Re: [tesseract-ocr] Training tesseract-ocr unicharset_extractor, mftraining, cntraining

2019-04-26 Thread Giriraj Bhojak
Hi Shree,

Thank you for quick response.
I used the trained data by downloading the datasets at 
https://github.com/tesseract-ocr/tessdata, 
https://github.com/tesseract-ocr/tessdata_best and 
https://github.com/tesseract-ocr/tessdata_fast.

I ran following commands for each of these datasets and changed psm from 1 
to 13 , but more or less the output is like the one I posted. Couldn't get 
the output as you have posted that has data in the right order of the 
context.

tesseract --tessdata-dir tessdata_best-master "sample.tif" sample --psm 1
tesseract --tessdata-dir tessdata_fast-master "sample.tif" sample --psm 1
tesseract --tessdata-dir tessdata-master "sample.tif" sample --psm 1

Not sure what I am doing wrong here, appreciate your help with this.

Regards,
Giriraj

On Friday, April 26, 2019 at 3:04:34 AM UTC-4, shree wrote:
>
> Which eng.traineddata did you use?
>
> There are three options
> From tessdata, tessdata_best and tessdata_fast.
>
> On Fri, 26 Apr 2019, 09:19 Giriraj Bhojak,  > wrote:
>
>> Hello Shree,
>>
>> I realize this post is more than two years old now, but would appreciate 
>> any help.
>> I tried your suggestion on the same attached sample using tesseract v4 
>> and I am unable to get the result as you have posted.
>> I have tried all page segmentation modes, but none of them produced the 
>> result you have posted. 
>> Could you please let me know what I might be doing wrong?
>>
>> Here is the version detail for the tessreact on my machine:
>>
>> tesseract 4.0.0
>>  leptonica-1.77.0
>>   libgif 5.1.4 : libjpeg 9c : libpng 1.6.36 : libtiff 4.0.10 : zlib 
>> 1.2.11 : libwebp 1.0.1 : libopenjp2 2.3.0
>>  Found AVX2
>>  Found AVX
>>  Found SSE
>>
>> Here is the output I get for most of the psm modes:
>>
>>
>> 8633 0410 NO RP 1107122016 NYNN 07 01 0001 Page 20f3
>>
>> Did you know? Did you know?
>>
>> Your Comcast Business Internet Never miss a payment with text alerts.
>> service gives you access to millions Receive text message reminders when 
>> your
>> of WiFi hotspots with the fastest WiFi bill is ready to pay or past due. 
>> Sign up at
>> and even more coverage. Find out business.comcast.com/myaccount.
>>
>> more at business.comcast.conm/wifi.
>>
>> Your bill is ready
>>
>>
>>
>> Need help? We’re here for you.

### Items

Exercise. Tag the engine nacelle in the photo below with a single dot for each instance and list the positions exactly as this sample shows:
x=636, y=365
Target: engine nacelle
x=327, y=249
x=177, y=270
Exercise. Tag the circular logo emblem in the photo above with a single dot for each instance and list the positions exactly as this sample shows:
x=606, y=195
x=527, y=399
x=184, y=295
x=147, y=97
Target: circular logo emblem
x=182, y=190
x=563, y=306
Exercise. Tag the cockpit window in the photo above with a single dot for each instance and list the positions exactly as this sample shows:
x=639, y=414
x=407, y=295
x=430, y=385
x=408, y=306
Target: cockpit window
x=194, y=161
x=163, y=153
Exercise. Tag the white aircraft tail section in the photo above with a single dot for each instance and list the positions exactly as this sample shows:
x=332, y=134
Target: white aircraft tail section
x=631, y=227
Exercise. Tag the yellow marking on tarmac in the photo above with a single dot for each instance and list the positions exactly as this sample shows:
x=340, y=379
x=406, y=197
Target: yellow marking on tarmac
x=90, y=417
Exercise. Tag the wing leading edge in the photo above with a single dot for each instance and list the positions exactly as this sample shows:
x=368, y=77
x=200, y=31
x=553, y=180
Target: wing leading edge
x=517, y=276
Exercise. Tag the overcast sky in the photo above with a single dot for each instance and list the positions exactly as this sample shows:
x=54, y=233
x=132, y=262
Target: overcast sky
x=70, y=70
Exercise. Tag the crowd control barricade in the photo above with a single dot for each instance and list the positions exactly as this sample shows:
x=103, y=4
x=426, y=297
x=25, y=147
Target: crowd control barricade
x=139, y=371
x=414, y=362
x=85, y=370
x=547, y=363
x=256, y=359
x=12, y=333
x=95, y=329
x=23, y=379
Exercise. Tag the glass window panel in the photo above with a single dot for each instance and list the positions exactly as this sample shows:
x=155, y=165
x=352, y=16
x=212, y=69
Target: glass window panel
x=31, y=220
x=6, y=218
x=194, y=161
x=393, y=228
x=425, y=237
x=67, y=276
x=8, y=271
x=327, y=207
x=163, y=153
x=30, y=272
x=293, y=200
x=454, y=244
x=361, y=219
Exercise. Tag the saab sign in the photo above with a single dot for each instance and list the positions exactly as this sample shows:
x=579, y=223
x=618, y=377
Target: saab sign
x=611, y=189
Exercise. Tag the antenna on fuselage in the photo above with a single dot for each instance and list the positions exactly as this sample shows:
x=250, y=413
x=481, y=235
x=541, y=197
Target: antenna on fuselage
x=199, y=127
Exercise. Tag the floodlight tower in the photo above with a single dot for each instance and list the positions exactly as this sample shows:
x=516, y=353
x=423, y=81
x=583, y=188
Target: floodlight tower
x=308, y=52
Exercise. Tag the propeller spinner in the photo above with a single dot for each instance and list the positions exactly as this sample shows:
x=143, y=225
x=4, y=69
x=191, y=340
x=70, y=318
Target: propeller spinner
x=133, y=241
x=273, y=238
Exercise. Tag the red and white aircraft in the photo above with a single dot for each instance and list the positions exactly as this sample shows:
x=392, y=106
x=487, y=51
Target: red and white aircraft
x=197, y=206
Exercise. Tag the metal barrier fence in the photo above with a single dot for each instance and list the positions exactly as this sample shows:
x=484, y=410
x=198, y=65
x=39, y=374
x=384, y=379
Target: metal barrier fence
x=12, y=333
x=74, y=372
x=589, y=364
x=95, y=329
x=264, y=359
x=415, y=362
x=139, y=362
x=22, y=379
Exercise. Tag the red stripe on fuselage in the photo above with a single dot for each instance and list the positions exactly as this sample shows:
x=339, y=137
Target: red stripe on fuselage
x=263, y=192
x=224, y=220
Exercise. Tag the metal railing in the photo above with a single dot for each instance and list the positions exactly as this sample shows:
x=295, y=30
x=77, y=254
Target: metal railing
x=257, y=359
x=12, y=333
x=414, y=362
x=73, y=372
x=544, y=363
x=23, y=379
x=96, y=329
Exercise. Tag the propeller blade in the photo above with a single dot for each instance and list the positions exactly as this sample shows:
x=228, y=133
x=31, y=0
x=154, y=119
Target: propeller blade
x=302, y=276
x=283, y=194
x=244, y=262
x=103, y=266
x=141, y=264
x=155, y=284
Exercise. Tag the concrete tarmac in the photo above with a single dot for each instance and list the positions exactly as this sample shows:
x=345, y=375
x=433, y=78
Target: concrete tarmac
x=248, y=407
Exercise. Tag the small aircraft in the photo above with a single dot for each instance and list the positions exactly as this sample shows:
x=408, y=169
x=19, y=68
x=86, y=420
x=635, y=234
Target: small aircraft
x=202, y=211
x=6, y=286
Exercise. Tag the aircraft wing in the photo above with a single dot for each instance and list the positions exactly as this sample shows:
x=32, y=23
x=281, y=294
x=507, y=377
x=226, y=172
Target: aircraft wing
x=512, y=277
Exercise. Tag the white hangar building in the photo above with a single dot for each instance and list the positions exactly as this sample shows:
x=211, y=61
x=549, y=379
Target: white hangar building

### Complete the following
• a. Revise the forum thread from "tesseract --tessdata-dir tessdata_best-master" up to and including "did you use?", putting "scan.tif" in place of "sample.tif".
• b. State how many lines of the rows contain the string "barrier", with case counting, and give only that number.
The forum thread and the rows are separate material with no connection between them.

### Exercise solutions
• a.
tesseract --tessdata-dir tessdata_best-master "scan.tif" sample --psm 1
tesseract --tessdata-dir tessdata_fast-master "scan.tif" sample --psm 1
tesseract --tessdata-dir tessdata-master "scan.tif" sample --psm 1

Not sure what I am doing wrong here, appreciate your help with this.

Regards,
Giriraj

On Friday, April 26, 2019 at 3:04:34 AM UTC-4, shree wrote:
>
> Which eng.traineddata did you use?

• b. 2